> **Défi 1**: Recopiez à l'identique l'extrait des comptes rendus de livres, en commençant à « C'est ainsi que » et en terminant à « et la liberté. ».

> **Texte de la page**:

=-=-=-=-=

HELLENA Cavendi, Un Air de liberté, éditions Chant d'orties, Collection Graines d'orties, 2013, 182 p. 15€
Le voyage dans le temps est un des grands thèmes du roman de science fiction depuis H.G.Wells. C'est le voyage que vont entreprendre les 4 héros du roman pour sauver la société idéale dans laquelle ils vivent en 2368 depuis que la Révolution libertaire, déclenchée par la chanson Liberty de John Lesmoines, a eu lieu il y a plusieurs siècles.
C'est ainsi que Phil, fils d'un nostalgique du capitalisme qui manigance contre le nouveau système, avec ses amis de toujours Amélie et Pierrot vont s'allier à la mystérieuse Lluvia pour déjouer les plans des conspirateurs.
Pour continuer à vivre dans cette société plus juste où l'air est si pur et où les contraintes et l'argent ont disparu, ils vont traverser le temps à bord d'une drôle de machine, vont se perdre et se retrouver enfin.
Dans ce récit plein d'aventures et de suspense, les quatre amis vont surtout apprendre, réfléchir sur l'amitié, la mort, le pouvoir, la solidarité et la liberté.
Le livre de Hellena Cavendi, parsemé d'illustrations de Julie Grugeaux, est un conte écologique chargé de poésie et d'optimisme. Il est un peu manichéen et semble être un texte édifiant destiné à de jeunes adolescents amateurs de science fiction que l'on veut sensibiliser aux utopies libertaires puisqu'il est prometteur d'un avenir où la relation dominants dominés aura disparu.
Geneviève Muňoz, Germinal Vallès

ELIAS Jean, Grand-mère arrose la lune, illustrations d'Anastasia Elias, collection Pommes Pirates Papillons, MØtus, 2006, 56 p., 10€
Ce recueil unit les poèmes par l'illustration en noir et blanc sur papier recyclé gris. Entré dans le cocon du livre au papier granuleux, le lecteur suit les pérégrinations des mots. On lit alors un conte, le conte d'une grand-mère univers avec la lune pour fil d'or. Mais, bénéfice de la liberté de lecture, on peut, aussi, lire les poèmes séparément, y trouver, parfois, des haïku ("La canne de Grand-mère / est bourrée de petites lunes / qui laissent derrière elles / des taches lumineuses". L'illustration étaie la lecture en ce sens qu'elle lui apporte des points d'ancrage pour l'interprétation des poèmes au cas où le lecteur serait en panne de compréhension. Il faut louer –une fois de plus louer- les éditions Motus de chercher, hors sentiers courus des chemins neufs pour amener le jeune lectorat à prendre en main le texte qu’il a sous les yeux et cela, en combattant avec pugnacité le didactisme, cet ennemi de la littérature et donc cet espion adulte planqué au cœur de la littérature de jeunesse.

=-=-=-=-=

> **Données affichées**:
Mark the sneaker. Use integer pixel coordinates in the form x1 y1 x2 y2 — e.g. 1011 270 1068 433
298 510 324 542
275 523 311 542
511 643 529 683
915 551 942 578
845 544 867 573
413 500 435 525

=-=-=-=-=

> **Défi 2**: Retranscrivez mot pour mot l'ensemble des enregistrements ci-dessus.

> **Réponse attendue 1**:
C'est ainsi que Phil, fils d'un nostalgique du capitalisme qui manigance contre le nouveau système, avec ses amis de toujours Amélie et Pierrot vont s'allier à la mystérieuse Lluvia pour déjouer les plans des conspirateurs.
Pour continuer à vivre dans cette société plus juste où l'air est si pur et où les contraintes et l'argent ont disparu, ils vont traverser le temps à bord d'une drôle de machine, vont se perdre et se retrouver enfin.
Dans ce récit plein d'aventures et de suspense, les quatre amis vont surtout apprendre, réfléchir sur l'amitié, la mort, le pouvoir, la solidarité et la liberté.

> **Réponse attendue 2**:
Mark the sneaker. Use integer pixel coordinates in the form x1 y1 x2 y2 — e.g. 1011 270 1068 433
298 510 324 542
275 523 311 542
511 643 529 683
915 551 942 578
845 544 867 573
413 500 435 525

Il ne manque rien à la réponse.